_EXTRACTED INFORMATION_:
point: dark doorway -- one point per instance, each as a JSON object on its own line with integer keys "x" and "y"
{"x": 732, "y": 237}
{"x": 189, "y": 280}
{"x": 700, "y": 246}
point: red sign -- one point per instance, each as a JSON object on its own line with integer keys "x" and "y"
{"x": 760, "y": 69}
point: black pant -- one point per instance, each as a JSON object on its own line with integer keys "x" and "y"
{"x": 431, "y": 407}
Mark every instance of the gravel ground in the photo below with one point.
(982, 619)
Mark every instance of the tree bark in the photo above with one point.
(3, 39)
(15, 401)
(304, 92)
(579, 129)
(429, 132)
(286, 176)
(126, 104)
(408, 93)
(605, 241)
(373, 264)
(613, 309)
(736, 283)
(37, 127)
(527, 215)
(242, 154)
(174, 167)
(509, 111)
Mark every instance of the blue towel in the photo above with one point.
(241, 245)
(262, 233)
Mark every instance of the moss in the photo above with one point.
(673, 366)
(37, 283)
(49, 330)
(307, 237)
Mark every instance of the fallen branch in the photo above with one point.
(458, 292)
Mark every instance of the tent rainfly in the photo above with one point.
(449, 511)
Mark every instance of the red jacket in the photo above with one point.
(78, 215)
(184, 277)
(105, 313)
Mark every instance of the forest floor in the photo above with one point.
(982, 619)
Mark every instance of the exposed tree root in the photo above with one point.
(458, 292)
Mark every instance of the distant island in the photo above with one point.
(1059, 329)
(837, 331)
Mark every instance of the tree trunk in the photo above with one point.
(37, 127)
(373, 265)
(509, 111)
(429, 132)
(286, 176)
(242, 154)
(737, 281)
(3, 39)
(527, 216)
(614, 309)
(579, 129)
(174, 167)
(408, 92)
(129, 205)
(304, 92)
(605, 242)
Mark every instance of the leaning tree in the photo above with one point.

_TASK REQUIREMENTS_:
Copy out all of the items above verbatim, with each one on its own line.

_WRITTEN SOLUTION_:
point: dark doorway -- one point per instance, each as a JSON object on its own line with integer keys "x" and "y"
{"x": 732, "y": 237}
{"x": 189, "y": 280}
{"x": 700, "y": 246}
point: red sign -- one point per instance, each as a JSON object on its own line with integer keys "x" and "y"
{"x": 760, "y": 69}
point: black pant -- one point per instance, each as a JSON object on its own line with integer keys "x" and "y"
{"x": 431, "y": 407}
Mark every instance of the gravel ground in the photo below with one point.
(982, 619)
Mark every instance of the tree bark in the photo above with one point.
(3, 39)
(15, 401)
(304, 92)
(579, 129)
(429, 132)
(286, 176)
(126, 104)
(408, 93)
(605, 241)
(373, 264)
(613, 309)
(736, 283)
(37, 127)
(527, 215)
(242, 154)
(174, 167)
(509, 111)
Mark every instance of the blue towel in the photo above with one point.
(241, 245)
(262, 233)
Mark every instance of the moss in the photo above with one point.
(673, 366)
(37, 283)
(49, 330)
(307, 237)
Mark every instance of the fallen branch in the photo above with one point.
(458, 292)
Mark every instance of the tent rainfly in the photo above with one point.
(449, 511)
Mark every instance of the red jacket in the photo above with one point.
(78, 215)
(184, 277)
(105, 313)
Mark every instance of the forest floor in the photo above with one point.
(982, 619)
Mark every instance of the exposed tree root in the photo above with one point.
(458, 292)
Mark every instance of the distant island in the photo above with one point.
(1059, 329)
(837, 331)
Mark every instance of the tree trunk in the photo above with one point.
(37, 127)
(373, 265)
(509, 111)
(429, 132)
(286, 176)
(242, 154)
(737, 281)
(3, 39)
(527, 216)
(614, 309)
(579, 129)
(174, 167)
(408, 92)
(129, 205)
(304, 92)
(605, 242)
Mark every instance of the leaning tree in the photo above with one point.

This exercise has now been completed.